#### WHAT TO PRODUCE:
Copy out the records below with each "marker" switched to "dot", keeping everything else unchanged and leaving out the pictures.

==== EXERCISE MATERIAL

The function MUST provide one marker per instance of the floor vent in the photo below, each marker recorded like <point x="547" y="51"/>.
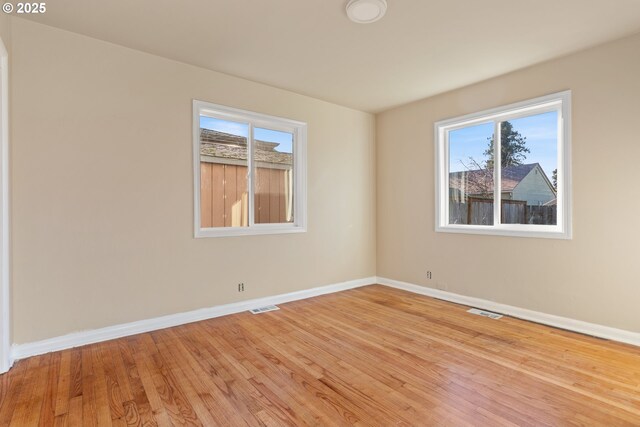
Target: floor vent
<point x="484" y="313"/>
<point x="264" y="309"/>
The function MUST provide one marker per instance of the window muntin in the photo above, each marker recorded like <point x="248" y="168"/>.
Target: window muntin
<point x="249" y="172"/>
<point x="531" y="196"/>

========

#### RESULT OF THE EXERCISE:
The function MUST provide one dot per instance of the floor vent in the photo below, each dot recorded like <point x="547" y="51"/>.
Target: floor vent
<point x="484" y="313"/>
<point x="264" y="309"/>
The function MUST provide one dot per instance of the window muntin in the photo above, each dot recorded like <point x="248" y="168"/>.
Target: window muntin
<point x="249" y="172"/>
<point x="531" y="196"/>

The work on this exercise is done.